Required work: Extract all of the entries and set them down verbatim.

* START Data *

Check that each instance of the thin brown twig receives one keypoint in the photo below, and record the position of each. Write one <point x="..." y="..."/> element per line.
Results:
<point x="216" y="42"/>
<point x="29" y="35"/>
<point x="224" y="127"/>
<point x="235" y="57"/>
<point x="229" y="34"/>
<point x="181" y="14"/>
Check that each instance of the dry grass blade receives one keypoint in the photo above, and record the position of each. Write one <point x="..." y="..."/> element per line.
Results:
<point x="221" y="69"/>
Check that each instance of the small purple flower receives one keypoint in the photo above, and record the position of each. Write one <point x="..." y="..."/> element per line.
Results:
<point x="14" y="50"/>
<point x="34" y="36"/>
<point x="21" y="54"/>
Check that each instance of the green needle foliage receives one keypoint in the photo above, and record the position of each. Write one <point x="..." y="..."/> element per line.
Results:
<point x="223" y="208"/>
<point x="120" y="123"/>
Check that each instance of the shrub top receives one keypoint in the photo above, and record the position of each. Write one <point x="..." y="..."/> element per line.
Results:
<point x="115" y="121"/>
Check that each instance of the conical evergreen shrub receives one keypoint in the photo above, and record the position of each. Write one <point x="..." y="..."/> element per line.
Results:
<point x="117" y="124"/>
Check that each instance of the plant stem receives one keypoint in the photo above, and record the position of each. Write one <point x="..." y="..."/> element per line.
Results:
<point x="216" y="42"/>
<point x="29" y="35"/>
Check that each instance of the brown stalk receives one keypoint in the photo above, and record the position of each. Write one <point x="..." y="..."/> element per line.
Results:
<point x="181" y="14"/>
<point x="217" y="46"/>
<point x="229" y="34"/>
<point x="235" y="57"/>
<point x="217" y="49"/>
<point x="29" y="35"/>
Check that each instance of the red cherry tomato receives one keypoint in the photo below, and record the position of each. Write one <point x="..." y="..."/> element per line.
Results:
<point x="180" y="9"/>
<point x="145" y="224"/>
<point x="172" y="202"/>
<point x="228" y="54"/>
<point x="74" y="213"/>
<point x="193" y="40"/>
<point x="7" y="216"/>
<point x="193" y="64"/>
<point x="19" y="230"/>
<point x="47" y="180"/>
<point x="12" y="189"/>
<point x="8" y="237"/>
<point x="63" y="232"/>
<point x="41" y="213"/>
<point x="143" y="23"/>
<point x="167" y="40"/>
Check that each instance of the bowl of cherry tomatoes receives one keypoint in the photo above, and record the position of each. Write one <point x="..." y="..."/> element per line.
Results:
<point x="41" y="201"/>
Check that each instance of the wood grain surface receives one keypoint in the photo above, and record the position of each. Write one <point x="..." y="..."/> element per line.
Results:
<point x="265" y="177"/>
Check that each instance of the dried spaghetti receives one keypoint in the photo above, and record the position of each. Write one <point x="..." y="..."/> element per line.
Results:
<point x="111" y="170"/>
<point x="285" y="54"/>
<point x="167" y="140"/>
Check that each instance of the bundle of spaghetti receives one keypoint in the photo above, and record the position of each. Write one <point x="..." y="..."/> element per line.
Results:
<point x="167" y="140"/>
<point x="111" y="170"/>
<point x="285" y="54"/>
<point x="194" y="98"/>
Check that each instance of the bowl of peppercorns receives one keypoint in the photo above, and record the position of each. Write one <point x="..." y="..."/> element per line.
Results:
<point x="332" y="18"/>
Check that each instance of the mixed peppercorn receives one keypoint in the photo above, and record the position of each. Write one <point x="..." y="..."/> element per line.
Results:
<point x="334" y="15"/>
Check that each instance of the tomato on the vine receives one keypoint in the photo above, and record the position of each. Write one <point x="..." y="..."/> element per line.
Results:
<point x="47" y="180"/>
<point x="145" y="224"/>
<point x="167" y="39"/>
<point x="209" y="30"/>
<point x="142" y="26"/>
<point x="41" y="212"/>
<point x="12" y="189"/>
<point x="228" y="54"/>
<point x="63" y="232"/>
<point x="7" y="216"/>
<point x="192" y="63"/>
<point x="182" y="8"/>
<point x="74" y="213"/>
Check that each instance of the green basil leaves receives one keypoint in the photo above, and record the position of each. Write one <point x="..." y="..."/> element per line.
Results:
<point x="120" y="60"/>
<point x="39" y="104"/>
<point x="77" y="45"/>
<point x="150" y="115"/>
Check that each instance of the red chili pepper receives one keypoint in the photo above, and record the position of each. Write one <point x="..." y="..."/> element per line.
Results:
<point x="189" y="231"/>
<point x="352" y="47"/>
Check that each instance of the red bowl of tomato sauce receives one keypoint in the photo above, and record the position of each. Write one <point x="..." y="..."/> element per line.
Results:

* END Data *

Task result:
Check that each instance of the thin brown twig receives one keypoint in the photo below, and record the position of each. Write one <point x="..." y="..."/> element per line.
Results:
<point x="216" y="42"/>
<point x="29" y="35"/>
<point x="224" y="127"/>
<point x="235" y="57"/>
<point x="229" y="34"/>
<point x="181" y="14"/>
Check that each instance of the dry grass blade receives one keypoint in the photo above, and record the position of each. Write one <point x="..." y="..."/> element per line.
Results:
<point x="221" y="69"/>
Check that each instance of the small purple flower receives one keypoint in the photo above, and record the position of each. Write one <point x="..." y="..."/> element per line.
Results:
<point x="14" y="50"/>
<point x="34" y="36"/>
<point x="21" y="54"/>
Check that each instance of the green needle foliage receives one keypoint in the photo above, and record the position of each. Write one <point x="..." y="..."/> element per line.
Results:
<point x="223" y="208"/>
<point x="120" y="123"/>
Check that each instance of the shrub top receives one keypoint in the photo above, and record the position of each. Write one <point x="..." y="..."/> element per line.
Results:
<point x="115" y="121"/>
Check that each instance of the conical evergreen shrub receives one keypoint in the photo above, and record the position of each. Write one <point x="..." y="..."/> element per line.
Results:
<point x="117" y="124"/>
Check that each instance of the plant stem receives one keypoint in the photo above, and record the position of each. Write one <point x="..." y="..."/> element per line.
Results:
<point x="216" y="42"/>
<point x="29" y="35"/>
Check that each instance of the brown stalk receives one keypoint in the photo above, and record the position of each. Write one <point x="..." y="..."/> element per line.
Results:
<point x="181" y="14"/>
<point x="217" y="46"/>
<point x="229" y="34"/>
<point x="235" y="57"/>
<point x="217" y="49"/>
<point x="29" y="35"/>
Check that each instance of the red cherry tomato receives one keypoint in the photo below, and record the position of each. Write one <point x="..." y="..."/> element per line.
Results:
<point x="180" y="9"/>
<point x="145" y="224"/>
<point x="172" y="202"/>
<point x="228" y="54"/>
<point x="74" y="213"/>
<point x="193" y="40"/>
<point x="7" y="216"/>
<point x="193" y="64"/>
<point x="19" y="230"/>
<point x="47" y="180"/>
<point x="12" y="189"/>
<point x="8" y="237"/>
<point x="63" y="232"/>
<point x="41" y="213"/>
<point x="143" y="23"/>
<point x="167" y="40"/>
Check that each instance of the bowl of cherry tomatoes receives one keypoint in the photo above, and record the position of each. Write one <point x="..." y="..."/> element per line.
Results:
<point x="41" y="201"/>
Check that each instance of the wood grain surface receives one keypoint in the photo above, and record the position of each. Write one <point x="..." y="..."/> element per line.
Results:
<point x="265" y="177"/>
Check that each instance of the dried spaghetti receives one keypoint in the photo above, and record the position of each. Write one <point x="..." y="..."/> element per line.
Results:
<point x="111" y="170"/>
<point x="285" y="54"/>
<point x="167" y="140"/>
Check that each instance of the bundle of spaghetti receives one keypoint in the photo above, and record the position of each. Write one <point x="..." y="..."/> element per line.
Results:
<point x="167" y="140"/>
<point x="111" y="170"/>
<point x="285" y="54"/>
<point x="194" y="98"/>
Check that each instance of the bowl of peppercorns receives one keypoint in the photo above, and record the position of each. Write one <point x="..." y="..."/> element per line.
Results:
<point x="332" y="18"/>
Check that each instance of the mixed peppercorn receives one keypoint in the photo above, and record the position of each. Write one <point x="..." y="..."/> element per line.
Results:
<point x="334" y="15"/>
Check that each instance of the tomato on the vine receives one keypoint in the photo above, and record the position of each. Write one <point x="..." y="..."/> element per line.
Results:
<point x="47" y="180"/>
<point x="145" y="224"/>
<point x="167" y="39"/>
<point x="209" y="30"/>
<point x="142" y="26"/>
<point x="41" y="212"/>
<point x="12" y="189"/>
<point x="228" y="54"/>
<point x="63" y="232"/>
<point x="7" y="216"/>
<point x="192" y="63"/>
<point x="182" y="8"/>
<point x="74" y="213"/>
Check that each instance of the green basil leaves receives one keypoint in the photo above, and record the position of each. Write one <point x="..." y="..."/> element per line.
Results:
<point x="120" y="60"/>
<point x="39" y="104"/>
<point x="77" y="45"/>
<point x="150" y="115"/>
Check that each instance of the red chili pepper receives one keypoint in the photo above, and record the position of each. Write one <point x="..." y="..."/> element per line.
Results:
<point x="189" y="231"/>
<point x="352" y="47"/>
Check that each instance of the red bowl of tomato sauce receives one keypoint in the photo above, and record the position of each. Write one <point x="..." y="..."/> element per line.
Results:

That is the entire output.